# [TEXT]
It is possible that many companies think early turnover is just “the cost of doing business.” My recent work with the U.S. Census Bureau makes clear that there are fewer new workers coming our way, so I think it is time that we get a lot smarter about who we hire and how we retain them. Here are four ideas that I promise will work because if you don’t address it now, turnover may just cost you your business.
Are Employees Quitting Because of Pay?
The most recent quits data from our Bureau of Labor Statistics is startling. About 2.9% of our workforce quit in August, equating to 4.3 million workers. Annualized this means 35% of the U.S. workforce will walk off their jobs in 2021, more than one-third of all workers. Here are just a few industry numbers for that month:
- 892,000 from restaurants, bars, and hotels
- 721,000 from retail
- 706,000 from professional business services
- 534,000 from healthcare and social assistance
The data doesn’t tell us why people quit, just that they quit. Making this worse, the labor market is still down five million jobs since before the pandemic. So the math tells us MORE workers are quitting FEWER jobs.
The worse news is this problem might never go away. Of 52 economists surveyed by The Wall Street Journal, 22 predicted that workforce participation would never return to its pre-pandemic level.[i] That same report detailed a partial list of companies trying to hire thousands of workers for the near-approaching holiday season…Amazon and Walmart are seeking 300,000 workers between them while UPS and FedEx are hoping to hire nearly 200,000 package handlers and other workers. How will that work out?

# [DESCRIPTION OF THE TASK]
Copy the passage of the employee turnover text word for word, from "It is possible" up to and including "Because of Pay?".

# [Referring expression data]
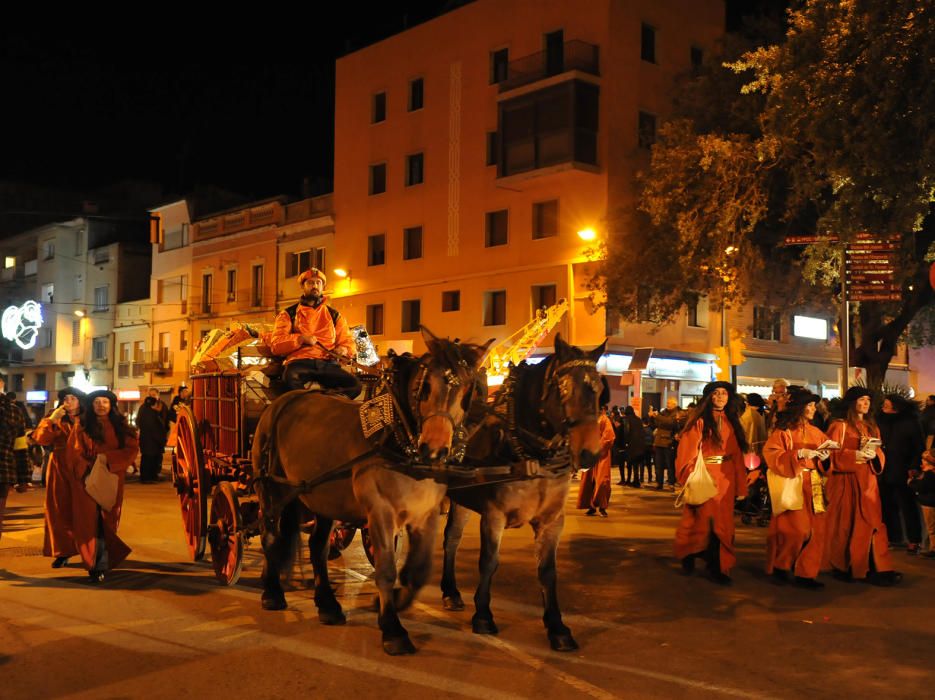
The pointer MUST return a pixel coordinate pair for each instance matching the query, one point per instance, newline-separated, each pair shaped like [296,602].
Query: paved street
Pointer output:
[160,626]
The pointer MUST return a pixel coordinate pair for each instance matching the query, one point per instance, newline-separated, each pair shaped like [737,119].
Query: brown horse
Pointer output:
[310,446]
[548,403]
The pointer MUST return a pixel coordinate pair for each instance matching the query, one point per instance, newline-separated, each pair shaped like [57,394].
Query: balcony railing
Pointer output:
[576,55]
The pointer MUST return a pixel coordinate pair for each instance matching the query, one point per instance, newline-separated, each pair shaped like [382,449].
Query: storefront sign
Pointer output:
[21,324]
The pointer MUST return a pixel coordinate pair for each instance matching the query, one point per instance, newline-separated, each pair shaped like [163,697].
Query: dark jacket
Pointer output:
[902,444]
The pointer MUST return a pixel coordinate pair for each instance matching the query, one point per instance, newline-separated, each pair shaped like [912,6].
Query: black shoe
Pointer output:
[809,583]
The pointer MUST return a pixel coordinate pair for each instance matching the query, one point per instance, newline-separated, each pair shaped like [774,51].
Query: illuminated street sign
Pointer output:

# [ANSWER]
It is possible that many companies think early turnover is just “the cost of doing business.” My recent work with the U.S. Census Bureau makes clear that there are fewer new workers coming our way, so I think it is time that we get a lot smarter about who we hire and how we retain them. Here are four ideas that I promise will work because if you don’t address it now, turnover may just cost you your business.
Are Employees Quitting Because of Pay?